• **GIVEN TASK**
Retype every entry word for word.

───

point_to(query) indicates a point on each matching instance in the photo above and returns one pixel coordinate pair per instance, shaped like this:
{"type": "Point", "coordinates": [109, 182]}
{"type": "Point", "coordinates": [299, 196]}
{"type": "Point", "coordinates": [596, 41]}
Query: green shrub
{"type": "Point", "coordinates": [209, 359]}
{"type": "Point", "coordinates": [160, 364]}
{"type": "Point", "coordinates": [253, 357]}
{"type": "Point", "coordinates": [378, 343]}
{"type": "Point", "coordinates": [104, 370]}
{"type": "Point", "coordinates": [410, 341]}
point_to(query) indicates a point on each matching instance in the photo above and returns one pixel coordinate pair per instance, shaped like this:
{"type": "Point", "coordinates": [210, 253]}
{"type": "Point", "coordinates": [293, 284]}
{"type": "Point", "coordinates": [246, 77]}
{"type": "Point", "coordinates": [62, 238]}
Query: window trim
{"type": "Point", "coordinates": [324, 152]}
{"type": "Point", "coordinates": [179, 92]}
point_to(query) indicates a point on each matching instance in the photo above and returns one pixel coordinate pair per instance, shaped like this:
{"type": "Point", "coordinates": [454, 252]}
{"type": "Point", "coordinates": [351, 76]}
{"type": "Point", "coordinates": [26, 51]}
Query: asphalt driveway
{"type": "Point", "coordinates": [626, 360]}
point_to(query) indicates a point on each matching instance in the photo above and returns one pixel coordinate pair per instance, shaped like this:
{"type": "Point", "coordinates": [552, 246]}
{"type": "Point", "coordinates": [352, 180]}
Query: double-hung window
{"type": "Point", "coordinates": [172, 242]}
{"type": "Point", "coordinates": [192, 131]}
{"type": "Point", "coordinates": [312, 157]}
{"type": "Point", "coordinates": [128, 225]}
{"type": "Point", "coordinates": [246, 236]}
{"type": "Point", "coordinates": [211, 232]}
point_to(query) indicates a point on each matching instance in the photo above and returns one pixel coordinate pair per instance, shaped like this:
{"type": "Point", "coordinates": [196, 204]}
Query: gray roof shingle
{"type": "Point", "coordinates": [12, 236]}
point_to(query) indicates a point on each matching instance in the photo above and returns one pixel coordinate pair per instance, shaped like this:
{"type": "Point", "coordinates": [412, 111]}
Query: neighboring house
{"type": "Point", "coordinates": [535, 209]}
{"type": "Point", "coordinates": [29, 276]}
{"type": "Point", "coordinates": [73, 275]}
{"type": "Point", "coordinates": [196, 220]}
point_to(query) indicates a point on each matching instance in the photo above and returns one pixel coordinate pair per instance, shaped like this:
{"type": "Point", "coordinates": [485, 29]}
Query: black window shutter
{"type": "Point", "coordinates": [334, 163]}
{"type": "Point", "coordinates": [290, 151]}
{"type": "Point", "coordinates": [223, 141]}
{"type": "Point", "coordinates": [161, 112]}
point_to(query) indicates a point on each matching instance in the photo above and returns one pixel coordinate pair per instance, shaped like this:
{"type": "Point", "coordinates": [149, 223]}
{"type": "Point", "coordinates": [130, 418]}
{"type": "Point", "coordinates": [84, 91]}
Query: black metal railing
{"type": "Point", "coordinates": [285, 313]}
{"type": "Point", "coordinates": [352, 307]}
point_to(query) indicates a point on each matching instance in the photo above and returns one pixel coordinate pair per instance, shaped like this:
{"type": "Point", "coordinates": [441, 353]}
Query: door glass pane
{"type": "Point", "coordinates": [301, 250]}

───

• **WRITTEN ANSWER**
point_to(query) indicates a point on each matching instance in the photo above and returns one pixel coordinate pair per instance, shaped like this:
{"type": "Point", "coordinates": [109, 182]}
{"type": "Point", "coordinates": [299, 196]}
{"type": "Point", "coordinates": [596, 41]}
Query: green shrub
{"type": "Point", "coordinates": [209, 359]}
{"type": "Point", "coordinates": [160, 364]}
{"type": "Point", "coordinates": [253, 357]}
{"type": "Point", "coordinates": [378, 343]}
{"type": "Point", "coordinates": [104, 370]}
{"type": "Point", "coordinates": [410, 341]}
point_to(query) indicates a point on each matching instance in the photo above and returns one pixel coordinate pair per instance, shaped like this:
{"type": "Point", "coordinates": [210, 253]}
{"type": "Point", "coordinates": [293, 284]}
{"type": "Point", "coordinates": [246, 77]}
{"type": "Point", "coordinates": [62, 238]}
Query: window trim
{"type": "Point", "coordinates": [324, 152]}
{"type": "Point", "coordinates": [179, 92]}
point_to(query) indicates a point on each matching instance in the photo above and returns one pixel coordinate pair per instance, shaped like this:
{"type": "Point", "coordinates": [454, 252]}
{"type": "Point", "coordinates": [351, 76]}
{"type": "Point", "coordinates": [26, 51]}
Query: asphalt driveway
{"type": "Point", "coordinates": [626, 360]}
point_to(query) indicates a point on each matching instance in the photo above and returns one pixel coordinate pair per instance, shaped like this:
{"type": "Point", "coordinates": [552, 246]}
{"type": "Point", "coordinates": [352, 180]}
Query: double-hung window
{"type": "Point", "coordinates": [172, 242]}
{"type": "Point", "coordinates": [192, 131]}
{"type": "Point", "coordinates": [312, 157]}
{"type": "Point", "coordinates": [128, 225]}
{"type": "Point", "coordinates": [246, 236]}
{"type": "Point", "coordinates": [211, 232]}
point_to(query) indicates a point on each matching instance in the photo above and returns one pixel coordinate pair per instance, shaped like this:
{"type": "Point", "coordinates": [196, 204]}
Query: gray roof shingle
{"type": "Point", "coordinates": [12, 236]}
point_to(query) indicates a point on each matching instance in the photo above and returns one pixel coordinate pair per instance, shaped like this:
{"type": "Point", "coordinates": [412, 111]}
Query: neighboring house
{"type": "Point", "coordinates": [535, 209]}
{"type": "Point", "coordinates": [29, 276]}
{"type": "Point", "coordinates": [73, 275]}
{"type": "Point", "coordinates": [196, 220]}
point_to(query) indicates a point on each matching instance in the photo above and returns one pixel coordinate pair per instance, shaped like this:
{"type": "Point", "coordinates": [485, 29]}
Query: black window shutter
{"type": "Point", "coordinates": [334, 163]}
{"type": "Point", "coordinates": [290, 151]}
{"type": "Point", "coordinates": [223, 141]}
{"type": "Point", "coordinates": [161, 112]}
point_to(query) indicates a point on each matching instance in the photo above and returns one pixel coordinate pair per instance, shaped like this:
{"type": "Point", "coordinates": [149, 223]}
{"type": "Point", "coordinates": [130, 418]}
{"type": "Point", "coordinates": [84, 91]}
Query: black metal railing
{"type": "Point", "coordinates": [285, 313]}
{"type": "Point", "coordinates": [352, 307]}
point_to(query) indicates a point on each matching instance in the photo above and returns one pixel coordinate pair per instance, shaped like this:
{"type": "Point", "coordinates": [441, 353]}
Query: door glass pane
{"type": "Point", "coordinates": [301, 250]}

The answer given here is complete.